*** Source data ***
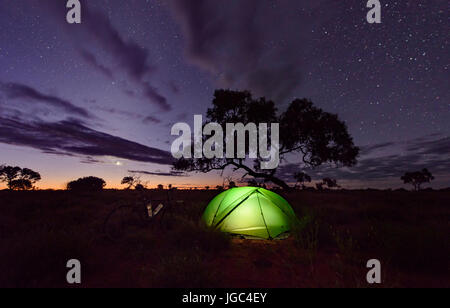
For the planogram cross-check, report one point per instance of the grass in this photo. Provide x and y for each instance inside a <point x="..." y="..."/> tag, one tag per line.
<point x="337" y="233"/>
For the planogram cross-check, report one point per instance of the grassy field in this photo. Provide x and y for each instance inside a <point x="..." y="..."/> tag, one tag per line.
<point x="339" y="232"/>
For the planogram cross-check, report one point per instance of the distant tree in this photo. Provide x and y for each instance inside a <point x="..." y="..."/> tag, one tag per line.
<point x="301" y="178"/>
<point x="417" y="178"/>
<point x="17" y="178"/>
<point x="314" y="136"/>
<point x="21" y="184"/>
<point x="231" y="184"/>
<point x="90" y="184"/>
<point x="330" y="183"/>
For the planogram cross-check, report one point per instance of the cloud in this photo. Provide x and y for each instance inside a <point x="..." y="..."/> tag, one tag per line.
<point x="92" y="60"/>
<point x="427" y="152"/>
<point x="160" y="173"/>
<point x="151" y="120"/>
<point x="27" y="93"/>
<point x="131" y="58"/>
<point x="73" y="138"/>
<point x="252" y="44"/>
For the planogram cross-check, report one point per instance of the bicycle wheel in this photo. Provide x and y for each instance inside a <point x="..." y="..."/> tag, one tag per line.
<point x="121" y="221"/>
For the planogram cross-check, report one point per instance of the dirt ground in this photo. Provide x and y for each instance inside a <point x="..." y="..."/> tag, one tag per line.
<point x="338" y="233"/>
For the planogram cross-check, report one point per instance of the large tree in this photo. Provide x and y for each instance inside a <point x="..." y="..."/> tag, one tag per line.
<point x="314" y="136"/>
<point x="17" y="178"/>
<point x="416" y="179"/>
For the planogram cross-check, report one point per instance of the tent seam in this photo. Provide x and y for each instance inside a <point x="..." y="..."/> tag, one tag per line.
<point x="264" y="219"/>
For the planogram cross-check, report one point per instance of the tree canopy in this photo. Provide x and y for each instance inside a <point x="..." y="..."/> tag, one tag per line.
<point x="17" y="178"/>
<point x="418" y="178"/>
<point x="313" y="136"/>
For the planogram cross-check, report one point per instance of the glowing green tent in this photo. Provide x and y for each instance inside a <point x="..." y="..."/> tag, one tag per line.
<point x="251" y="212"/>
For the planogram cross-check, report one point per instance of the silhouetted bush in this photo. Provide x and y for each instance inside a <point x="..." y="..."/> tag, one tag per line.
<point x="87" y="184"/>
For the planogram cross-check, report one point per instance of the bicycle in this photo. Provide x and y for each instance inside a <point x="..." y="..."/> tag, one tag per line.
<point x="140" y="214"/>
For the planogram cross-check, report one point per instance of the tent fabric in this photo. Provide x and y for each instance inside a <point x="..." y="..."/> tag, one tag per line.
<point x="251" y="212"/>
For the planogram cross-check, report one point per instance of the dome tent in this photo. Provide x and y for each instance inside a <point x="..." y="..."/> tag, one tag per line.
<point x="251" y="212"/>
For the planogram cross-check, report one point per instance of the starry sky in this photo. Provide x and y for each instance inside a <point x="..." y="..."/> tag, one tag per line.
<point x="100" y="98"/>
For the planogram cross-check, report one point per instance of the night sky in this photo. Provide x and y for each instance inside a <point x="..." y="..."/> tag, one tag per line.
<point x="99" y="98"/>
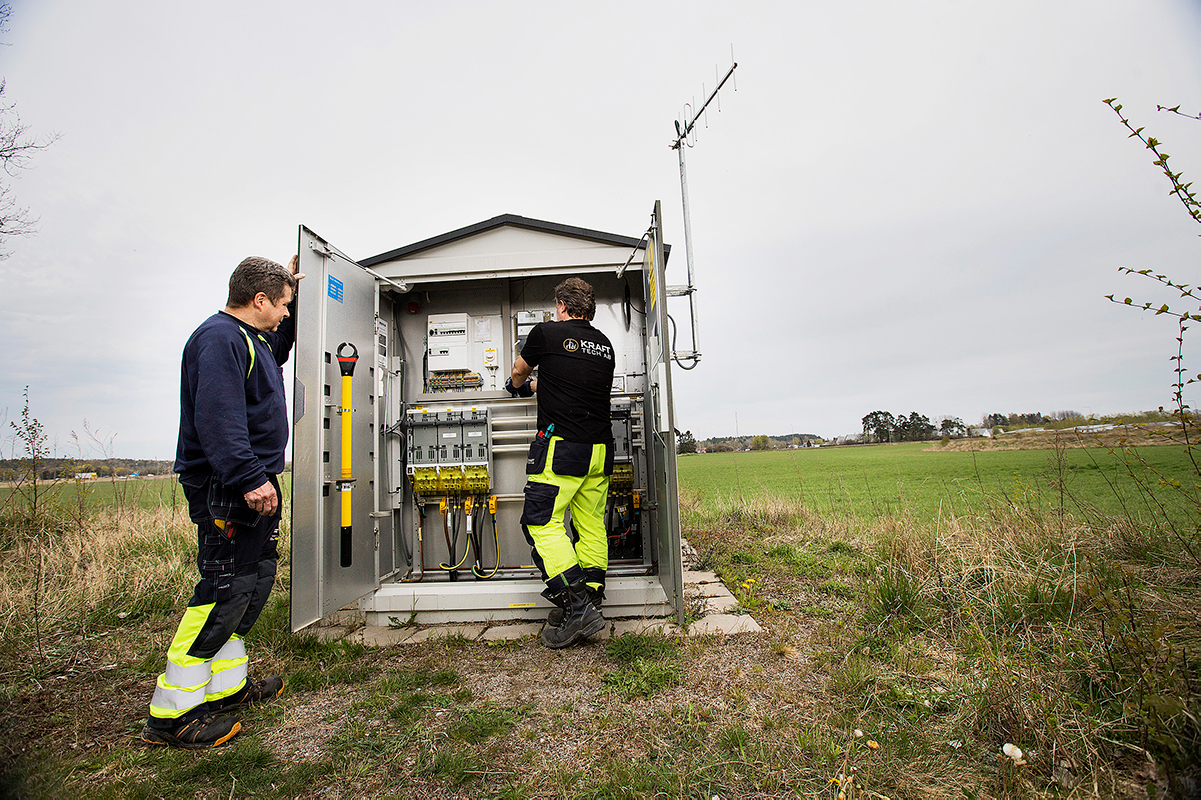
***
## What the exercise asks
Reproduce every line of the records above word for word, leaving out the pictures.

## Completed task
For the planogram cross-check, report one point per instance of the grass in this photo. Provide x and y for each instance inside a <point x="..." y="..."/> tag, one tag per line.
<point x="337" y="233"/>
For the planogram cross-check, report one point per instance of the grassy field in this photo. Provide x and y for each instance inside a <point x="..." y="..."/> tag, one tag per line.
<point x="339" y="232"/>
For the planogram cross-check, report one point per instance of the distant tree in this photo. Provide x and y for each instance inside a <point x="..." y="..."/> tag, one tag per line.
<point x="301" y="178"/>
<point x="417" y="178"/>
<point x="17" y="178"/>
<point x="314" y="136"/>
<point x="21" y="184"/>
<point x="231" y="184"/>
<point x="90" y="184"/>
<point x="330" y="183"/>
For the planogram cross-check, report one point per instance of the cloud in this photo. Provide x and y for each instance inside a <point x="..." y="..."/> tag, one tag per line.
<point x="92" y="60"/>
<point x="427" y="152"/>
<point x="160" y="173"/>
<point x="151" y="120"/>
<point x="27" y="93"/>
<point x="131" y="58"/>
<point x="73" y="138"/>
<point x="252" y="44"/>
For the planogram cross-check, report one point per instance of the bicycle wheel in this photo. Provide x and y for each instance inside a <point x="..." y="..."/> tag, one tag per line.
<point x="121" y="221"/>
For the planogram cross-check, report one point per instance of the dirt ground in this photo. Provide x and y for each instance inside a <point x="..." y="..."/> tag, one tag per line.
<point x="338" y="233"/>
For the planogram cross-check, report one point per instance of the large tree in this photo. Provide x and y for each instance inside a <point x="..." y="..."/> tag, one tag per line.
<point x="314" y="136"/>
<point x="17" y="178"/>
<point x="416" y="179"/>
For the planogram cross-check, report one point per instance of the tent seam in this photo. Provide x and y for each instance inside a <point x="..." y="..."/> tag, one tag per line.
<point x="264" y="219"/>
For the planogram cross-check, report one point per instance of the tree canopy in this photo. Provide x and y for each instance inside a <point x="..." y="..."/> tag, one tag per line.
<point x="17" y="178"/>
<point x="418" y="178"/>
<point x="313" y="136"/>
For the planogram cross-check, report one point per instance of the glowing green tent in this photo. Provide x and y for each instance inside a <point x="..." y="..."/> tag, one tag per line.
<point x="251" y="212"/>
For the planogram cross-check, report one point per instance of the silhouetted bush in this photo. Provide x and y for each instance inside a <point x="..." y="..."/> tag, one tag per line.
<point x="87" y="184"/>
For the planogram cross-check, report one point per instance of the bicycle in this photo. Provide x and y for each instance inside a <point x="..." y="..."/> tag, one tag per line.
<point x="140" y="214"/>
For the planogram cross-check, report one point per instance of the tent fabric in this photo. Provide x and y for each instance inside a <point x="..." y="..."/> tag, one tag per line.
<point x="251" y="212"/>
For the planogram cross-check, report one point per instance of the dome tent in this photo. Provide x and y for each instance inside a <point x="..." y="..."/> tag, one tag per line.
<point x="251" y="212"/>
For the planogram cross-check, report one point per instance of the starry sky in this photo. Provide x and y for each instance inside a <point x="..." y="..."/> tag, one tag per line.
<point x="100" y="98"/>
For the planogram cross-check, report one point per instance of the night sky in this photo. Provide x and y for each instance inside a <point x="..." y="..."/> tag, one tag per line.
<point x="99" y="98"/>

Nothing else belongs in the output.